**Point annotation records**
+ + + + + + +
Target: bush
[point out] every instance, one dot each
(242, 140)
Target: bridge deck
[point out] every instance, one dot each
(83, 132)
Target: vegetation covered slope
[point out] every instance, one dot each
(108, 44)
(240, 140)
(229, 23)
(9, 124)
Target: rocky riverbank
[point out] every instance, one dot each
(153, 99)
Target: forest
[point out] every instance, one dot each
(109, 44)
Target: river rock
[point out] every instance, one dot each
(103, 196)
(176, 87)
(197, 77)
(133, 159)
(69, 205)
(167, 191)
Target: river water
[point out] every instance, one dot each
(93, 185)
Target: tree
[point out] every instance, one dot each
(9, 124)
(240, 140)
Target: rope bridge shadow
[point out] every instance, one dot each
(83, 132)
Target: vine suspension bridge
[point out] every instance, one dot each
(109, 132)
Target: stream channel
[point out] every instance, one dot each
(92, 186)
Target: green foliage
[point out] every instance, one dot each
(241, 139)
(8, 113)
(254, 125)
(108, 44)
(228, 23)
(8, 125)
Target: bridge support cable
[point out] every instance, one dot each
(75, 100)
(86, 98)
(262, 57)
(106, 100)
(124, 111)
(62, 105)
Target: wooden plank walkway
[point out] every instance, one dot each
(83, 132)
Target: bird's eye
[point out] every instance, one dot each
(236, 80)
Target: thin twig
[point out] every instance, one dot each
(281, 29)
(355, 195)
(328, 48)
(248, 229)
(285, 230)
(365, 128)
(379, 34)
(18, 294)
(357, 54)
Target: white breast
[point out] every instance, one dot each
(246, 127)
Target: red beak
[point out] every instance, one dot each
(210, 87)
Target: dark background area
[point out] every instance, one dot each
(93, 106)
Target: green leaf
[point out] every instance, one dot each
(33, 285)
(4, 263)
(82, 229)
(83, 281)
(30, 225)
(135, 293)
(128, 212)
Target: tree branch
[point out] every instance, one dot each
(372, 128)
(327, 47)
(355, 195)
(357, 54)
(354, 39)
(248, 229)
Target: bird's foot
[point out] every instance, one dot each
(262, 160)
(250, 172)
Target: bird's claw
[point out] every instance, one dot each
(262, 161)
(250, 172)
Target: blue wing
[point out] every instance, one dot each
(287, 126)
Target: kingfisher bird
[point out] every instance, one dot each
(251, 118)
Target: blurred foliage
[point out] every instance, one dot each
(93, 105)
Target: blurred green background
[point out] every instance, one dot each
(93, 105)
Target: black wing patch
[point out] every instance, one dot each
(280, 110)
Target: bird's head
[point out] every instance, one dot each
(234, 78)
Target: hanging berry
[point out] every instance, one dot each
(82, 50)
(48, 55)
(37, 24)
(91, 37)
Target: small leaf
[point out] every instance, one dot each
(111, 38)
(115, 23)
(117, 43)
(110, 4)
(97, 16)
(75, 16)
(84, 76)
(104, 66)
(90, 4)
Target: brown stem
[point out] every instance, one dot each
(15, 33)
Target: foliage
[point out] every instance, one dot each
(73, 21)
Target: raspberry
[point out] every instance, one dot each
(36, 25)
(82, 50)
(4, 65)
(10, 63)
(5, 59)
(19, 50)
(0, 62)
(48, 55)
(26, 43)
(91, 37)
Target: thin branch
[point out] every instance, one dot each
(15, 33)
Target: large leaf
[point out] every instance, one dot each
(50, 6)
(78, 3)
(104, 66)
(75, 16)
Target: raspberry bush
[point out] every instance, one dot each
+ + + + + + +
**Direction**
Write the entries again, exactly as they stand.

**Response to the task**
Target: bush
[point out] every instance, one dot each
(242, 140)
Target: bridge deck
[point out] every instance, one dot each
(83, 132)
Target: vegetation covered slope
[point out] every instance, one dot each
(108, 44)
(240, 140)
(229, 23)
(9, 124)
Target: rocky riverbank
[point out] every instance, one dot each
(153, 99)
Target: forest
[point out] every instance, one dot each
(109, 44)
Target: river rock
[point out] every instance, one dot each
(103, 196)
(176, 87)
(197, 77)
(133, 159)
(69, 205)
(167, 191)
Target: river water
[point out] every instance, one dot each
(93, 185)
Target: tree
[point out] every instance, one dot each
(9, 124)
(240, 140)
Target: rope bridge shadow
[point out] every instance, one dot each
(83, 132)
Target: vine suspension bridge
[point out] every instance, one dot each
(109, 132)
Target: stream channel
[point out] every instance, one dot each
(92, 186)
Target: green foliage
[point out] every instance, one dot each
(241, 139)
(8, 113)
(254, 125)
(108, 44)
(228, 23)
(8, 125)
Target: bridge support cable
[point out] every instance, one dot each
(75, 100)
(86, 98)
(262, 57)
(106, 100)
(124, 111)
(62, 105)
Target: wooden plank walkway
[point out] every instance, one dot each
(83, 132)
Target: bird's eye
[point out] every instance, one dot each
(236, 80)
Target: thin twig
[point out] every instance, one dot each
(281, 29)
(355, 195)
(328, 48)
(248, 229)
(285, 230)
(365, 128)
(379, 34)
(18, 294)
(357, 54)
Target: white breast
[point out] every instance, one dot each
(246, 127)
Target: red beak
[point out] every instance, one dot each
(210, 87)
Target: dark background area
[point out] every instance, one dot each
(93, 106)
Target: green leaf
[point out] every instance, one dot each
(33, 285)
(4, 263)
(82, 229)
(83, 281)
(30, 225)
(135, 293)
(128, 212)
Target: tree branch
[point out] every instance, one dot each
(372, 128)
(327, 47)
(355, 195)
(357, 54)
(354, 39)
(248, 229)
Target: bird's foot
[point out] every instance, one dot each
(262, 160)
(250, 172)
Target: bird's claw
[point out] every instance, one dot each
(262, 161)
(250, 172)
Target: blue wing
[point out] every instance, one dot each
(287, 126)
Target: kingfisher bird
[point out] every instance, one dot each
(251, 118)
Target: blurred foliage
[point out] every instance, one dot each
(93, 105)
Target: blurred green background
[point out] every instance, one dot each
(93, 105)
Target: black wing patch
[point out] every instance, one dot each
(280, 110)
Target: bird's head
[point out] every instance, one dot each
(234, 78)
Target: hanging berry
[point out] every instance, one dot each
(82, 50)
(48, 55)
(37, 24)
(91, 37)
Target: small leaf
[point out] every instance, one dot each
(111, 38)
(115, 23)
(117, 43)
(110, 4)
(97, 16)
(75, 16)
(84, 76)
(104, 66)
(90, 4)
Target: brown stem
[point out] every instance, one dot each
(15, 33)
Target: foliage
[point out] every instance, one dot each
(73, 21)
Target: raspberry
[point out] every instance, one dot each
(36, 25)
(82, 50)
(4, 65)
(10, 63)
(5, 59)
(19, 50)
(0, 62)
(48, 55)
(26, 43)
(91, 37)
Target: thin branch
[point out] every instance, one dot each
(15, 33)
Target: large leaf
[point out] every instance, one dot each
(50, 6)
(78, 3)
(104, 66)
(75, 16)
Target: raspberry bush
[point out] every instance, one dot each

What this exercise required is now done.